*TASK GOAL*:
Every line below that holds the string "plank" must be copied.

*DATA EXCERPTS*:
════

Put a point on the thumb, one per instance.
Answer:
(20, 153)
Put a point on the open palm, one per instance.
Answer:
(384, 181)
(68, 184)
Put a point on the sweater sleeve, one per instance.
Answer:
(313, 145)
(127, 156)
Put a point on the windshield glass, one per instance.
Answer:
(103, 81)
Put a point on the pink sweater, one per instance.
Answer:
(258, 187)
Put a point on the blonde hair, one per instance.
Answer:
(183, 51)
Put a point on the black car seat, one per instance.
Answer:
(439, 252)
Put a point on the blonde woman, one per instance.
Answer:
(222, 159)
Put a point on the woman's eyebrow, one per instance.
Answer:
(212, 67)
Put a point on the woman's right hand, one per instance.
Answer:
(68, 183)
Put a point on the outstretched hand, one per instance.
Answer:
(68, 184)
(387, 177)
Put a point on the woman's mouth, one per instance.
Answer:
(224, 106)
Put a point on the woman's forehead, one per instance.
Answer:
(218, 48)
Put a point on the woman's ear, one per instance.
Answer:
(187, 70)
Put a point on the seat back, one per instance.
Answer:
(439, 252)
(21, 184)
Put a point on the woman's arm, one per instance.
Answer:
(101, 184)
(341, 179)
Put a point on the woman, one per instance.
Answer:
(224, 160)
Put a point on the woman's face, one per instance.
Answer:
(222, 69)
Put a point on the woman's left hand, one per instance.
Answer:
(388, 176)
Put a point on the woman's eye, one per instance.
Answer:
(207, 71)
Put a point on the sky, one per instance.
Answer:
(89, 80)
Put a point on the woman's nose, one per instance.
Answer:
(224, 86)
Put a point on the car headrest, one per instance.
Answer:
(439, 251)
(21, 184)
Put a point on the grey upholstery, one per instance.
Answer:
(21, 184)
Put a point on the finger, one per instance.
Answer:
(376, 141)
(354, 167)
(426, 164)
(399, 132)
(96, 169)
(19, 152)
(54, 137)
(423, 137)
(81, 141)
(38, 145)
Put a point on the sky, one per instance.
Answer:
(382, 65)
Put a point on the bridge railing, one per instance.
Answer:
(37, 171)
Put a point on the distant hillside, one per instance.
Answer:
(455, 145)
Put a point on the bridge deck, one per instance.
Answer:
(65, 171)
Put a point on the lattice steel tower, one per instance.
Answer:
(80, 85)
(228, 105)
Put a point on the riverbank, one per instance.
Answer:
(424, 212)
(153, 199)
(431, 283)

════

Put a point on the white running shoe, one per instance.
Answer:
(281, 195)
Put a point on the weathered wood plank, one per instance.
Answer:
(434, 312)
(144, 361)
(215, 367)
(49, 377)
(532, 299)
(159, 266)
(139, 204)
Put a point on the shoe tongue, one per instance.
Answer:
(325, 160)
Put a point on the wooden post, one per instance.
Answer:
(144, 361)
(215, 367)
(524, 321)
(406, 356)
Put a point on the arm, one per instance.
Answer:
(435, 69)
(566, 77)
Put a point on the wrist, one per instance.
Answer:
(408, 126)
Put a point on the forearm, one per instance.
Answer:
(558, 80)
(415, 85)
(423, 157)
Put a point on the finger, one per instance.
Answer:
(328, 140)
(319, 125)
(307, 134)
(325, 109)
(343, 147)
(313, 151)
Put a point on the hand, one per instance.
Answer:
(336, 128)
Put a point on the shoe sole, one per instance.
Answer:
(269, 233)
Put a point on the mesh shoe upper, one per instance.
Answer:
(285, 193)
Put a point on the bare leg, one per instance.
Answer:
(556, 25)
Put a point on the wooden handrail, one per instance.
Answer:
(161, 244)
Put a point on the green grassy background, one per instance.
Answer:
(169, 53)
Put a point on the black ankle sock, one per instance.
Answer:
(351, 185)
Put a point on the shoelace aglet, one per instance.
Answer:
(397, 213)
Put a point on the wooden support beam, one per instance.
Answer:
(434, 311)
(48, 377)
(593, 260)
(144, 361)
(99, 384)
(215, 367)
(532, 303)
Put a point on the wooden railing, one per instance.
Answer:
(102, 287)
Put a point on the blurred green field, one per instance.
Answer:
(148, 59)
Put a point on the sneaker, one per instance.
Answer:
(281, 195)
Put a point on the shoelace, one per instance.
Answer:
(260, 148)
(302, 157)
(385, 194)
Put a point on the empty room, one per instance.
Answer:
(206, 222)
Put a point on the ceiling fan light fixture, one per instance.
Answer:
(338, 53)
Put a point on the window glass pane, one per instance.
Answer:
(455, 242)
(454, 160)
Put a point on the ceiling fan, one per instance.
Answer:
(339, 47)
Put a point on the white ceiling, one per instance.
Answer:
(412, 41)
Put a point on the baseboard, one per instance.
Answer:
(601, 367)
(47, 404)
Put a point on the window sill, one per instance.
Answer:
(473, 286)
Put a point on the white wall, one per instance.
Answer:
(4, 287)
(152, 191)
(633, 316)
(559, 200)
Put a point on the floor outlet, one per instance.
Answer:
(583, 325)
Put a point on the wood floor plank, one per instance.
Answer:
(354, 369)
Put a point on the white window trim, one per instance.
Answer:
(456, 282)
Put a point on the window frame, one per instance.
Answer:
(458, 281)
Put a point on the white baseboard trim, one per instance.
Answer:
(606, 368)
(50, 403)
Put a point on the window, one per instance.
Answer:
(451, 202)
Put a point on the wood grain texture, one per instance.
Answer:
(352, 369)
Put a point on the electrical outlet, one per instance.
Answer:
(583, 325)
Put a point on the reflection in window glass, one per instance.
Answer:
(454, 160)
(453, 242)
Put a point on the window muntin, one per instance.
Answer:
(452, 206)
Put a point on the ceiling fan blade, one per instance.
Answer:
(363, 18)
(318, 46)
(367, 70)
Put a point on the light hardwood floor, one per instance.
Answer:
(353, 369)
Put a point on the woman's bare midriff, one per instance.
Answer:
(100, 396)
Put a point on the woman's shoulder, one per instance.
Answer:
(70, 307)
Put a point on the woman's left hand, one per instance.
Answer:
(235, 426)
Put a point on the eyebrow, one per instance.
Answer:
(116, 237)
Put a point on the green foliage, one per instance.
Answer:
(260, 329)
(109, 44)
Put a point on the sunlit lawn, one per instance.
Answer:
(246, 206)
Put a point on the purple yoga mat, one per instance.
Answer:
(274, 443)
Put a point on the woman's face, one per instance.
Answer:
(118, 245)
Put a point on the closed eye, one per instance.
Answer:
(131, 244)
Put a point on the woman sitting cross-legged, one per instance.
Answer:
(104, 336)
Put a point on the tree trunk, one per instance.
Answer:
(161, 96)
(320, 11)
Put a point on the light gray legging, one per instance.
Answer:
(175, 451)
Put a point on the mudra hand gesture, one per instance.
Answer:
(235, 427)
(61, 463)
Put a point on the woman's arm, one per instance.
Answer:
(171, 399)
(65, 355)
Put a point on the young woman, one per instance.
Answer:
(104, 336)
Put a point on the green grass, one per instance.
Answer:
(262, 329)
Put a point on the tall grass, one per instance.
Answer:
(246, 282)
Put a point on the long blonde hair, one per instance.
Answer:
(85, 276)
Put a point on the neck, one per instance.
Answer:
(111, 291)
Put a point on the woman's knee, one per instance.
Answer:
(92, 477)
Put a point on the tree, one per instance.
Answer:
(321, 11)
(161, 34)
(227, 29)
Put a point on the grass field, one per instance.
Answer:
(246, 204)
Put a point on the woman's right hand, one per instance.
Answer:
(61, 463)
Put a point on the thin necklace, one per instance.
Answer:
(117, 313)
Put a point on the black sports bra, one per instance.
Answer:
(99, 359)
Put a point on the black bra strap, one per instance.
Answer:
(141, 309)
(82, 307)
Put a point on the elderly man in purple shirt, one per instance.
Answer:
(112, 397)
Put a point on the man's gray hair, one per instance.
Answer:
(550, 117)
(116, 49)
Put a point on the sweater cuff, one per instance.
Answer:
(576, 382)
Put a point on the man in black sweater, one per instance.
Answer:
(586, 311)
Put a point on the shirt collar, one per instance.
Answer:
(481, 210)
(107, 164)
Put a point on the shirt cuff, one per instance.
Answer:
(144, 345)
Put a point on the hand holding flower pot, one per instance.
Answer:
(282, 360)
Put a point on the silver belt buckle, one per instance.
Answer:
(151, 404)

════

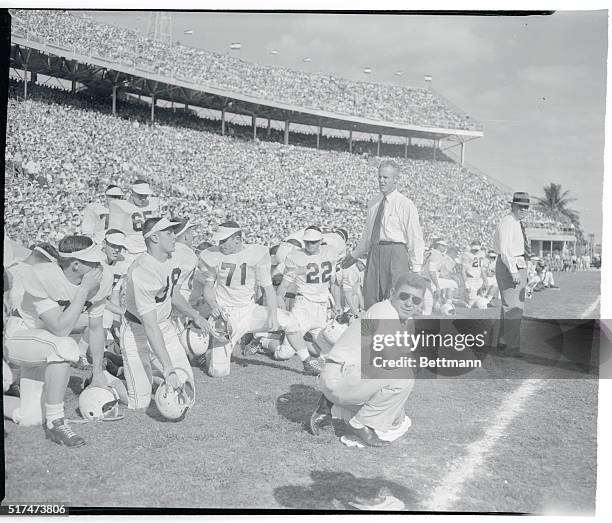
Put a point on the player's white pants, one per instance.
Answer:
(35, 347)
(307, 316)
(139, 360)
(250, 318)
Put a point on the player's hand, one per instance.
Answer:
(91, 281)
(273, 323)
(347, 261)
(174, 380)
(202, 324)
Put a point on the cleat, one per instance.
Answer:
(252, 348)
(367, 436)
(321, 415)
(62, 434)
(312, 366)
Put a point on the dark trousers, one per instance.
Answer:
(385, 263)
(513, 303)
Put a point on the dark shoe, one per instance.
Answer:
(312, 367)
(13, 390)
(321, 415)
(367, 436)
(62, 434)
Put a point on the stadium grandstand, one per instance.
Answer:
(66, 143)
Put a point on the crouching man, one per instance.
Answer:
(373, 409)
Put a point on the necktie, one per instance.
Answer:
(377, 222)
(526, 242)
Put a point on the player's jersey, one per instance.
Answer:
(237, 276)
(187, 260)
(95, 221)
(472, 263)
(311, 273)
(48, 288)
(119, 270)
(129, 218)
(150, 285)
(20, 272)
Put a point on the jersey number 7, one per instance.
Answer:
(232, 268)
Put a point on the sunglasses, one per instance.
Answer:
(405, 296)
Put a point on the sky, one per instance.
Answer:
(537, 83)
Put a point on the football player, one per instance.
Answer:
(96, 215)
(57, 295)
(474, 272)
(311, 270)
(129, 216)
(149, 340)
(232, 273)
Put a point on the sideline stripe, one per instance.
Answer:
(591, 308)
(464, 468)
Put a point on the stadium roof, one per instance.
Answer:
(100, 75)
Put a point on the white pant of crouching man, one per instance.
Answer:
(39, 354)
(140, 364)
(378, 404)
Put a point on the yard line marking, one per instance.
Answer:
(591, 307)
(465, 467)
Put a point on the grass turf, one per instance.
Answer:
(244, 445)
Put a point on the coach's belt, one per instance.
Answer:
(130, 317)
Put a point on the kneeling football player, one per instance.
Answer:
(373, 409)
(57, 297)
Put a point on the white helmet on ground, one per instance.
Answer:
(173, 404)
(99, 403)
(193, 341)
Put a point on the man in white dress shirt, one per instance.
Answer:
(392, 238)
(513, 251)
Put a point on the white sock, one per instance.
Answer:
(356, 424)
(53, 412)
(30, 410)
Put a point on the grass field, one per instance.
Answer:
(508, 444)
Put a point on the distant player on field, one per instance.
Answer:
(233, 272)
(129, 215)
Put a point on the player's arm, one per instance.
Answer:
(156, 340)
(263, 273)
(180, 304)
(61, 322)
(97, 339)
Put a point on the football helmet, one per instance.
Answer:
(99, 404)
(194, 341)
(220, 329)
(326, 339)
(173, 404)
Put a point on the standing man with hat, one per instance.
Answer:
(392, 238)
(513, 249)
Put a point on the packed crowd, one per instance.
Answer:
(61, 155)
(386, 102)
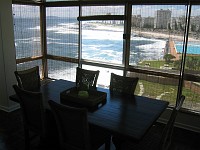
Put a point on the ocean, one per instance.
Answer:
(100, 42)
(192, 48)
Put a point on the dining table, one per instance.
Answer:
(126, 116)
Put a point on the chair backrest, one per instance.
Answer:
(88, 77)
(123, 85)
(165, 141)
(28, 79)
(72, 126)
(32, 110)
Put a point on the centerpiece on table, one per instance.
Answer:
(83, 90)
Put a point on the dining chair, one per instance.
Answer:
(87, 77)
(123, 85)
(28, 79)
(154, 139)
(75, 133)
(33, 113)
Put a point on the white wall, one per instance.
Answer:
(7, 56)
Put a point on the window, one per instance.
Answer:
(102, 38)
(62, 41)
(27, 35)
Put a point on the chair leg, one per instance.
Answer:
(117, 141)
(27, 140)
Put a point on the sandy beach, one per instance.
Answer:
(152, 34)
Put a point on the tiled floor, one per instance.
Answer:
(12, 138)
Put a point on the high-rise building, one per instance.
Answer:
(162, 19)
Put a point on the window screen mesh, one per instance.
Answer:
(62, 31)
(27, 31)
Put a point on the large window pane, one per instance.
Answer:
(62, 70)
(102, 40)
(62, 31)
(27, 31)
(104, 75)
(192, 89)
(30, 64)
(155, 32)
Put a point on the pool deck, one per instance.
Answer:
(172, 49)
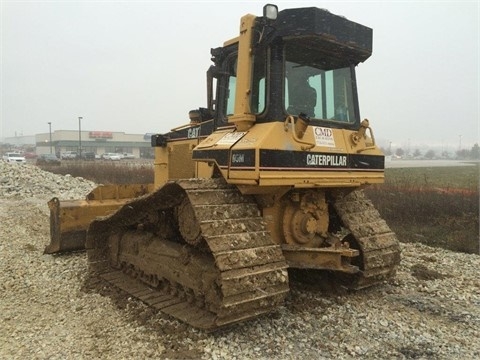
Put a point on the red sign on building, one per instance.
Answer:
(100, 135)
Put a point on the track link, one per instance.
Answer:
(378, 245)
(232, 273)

════

*EXERCISE RESPONSE*:
Put a point on the weathered wood plank, one per instance.
Put a point on the wood floor plank, one per instance.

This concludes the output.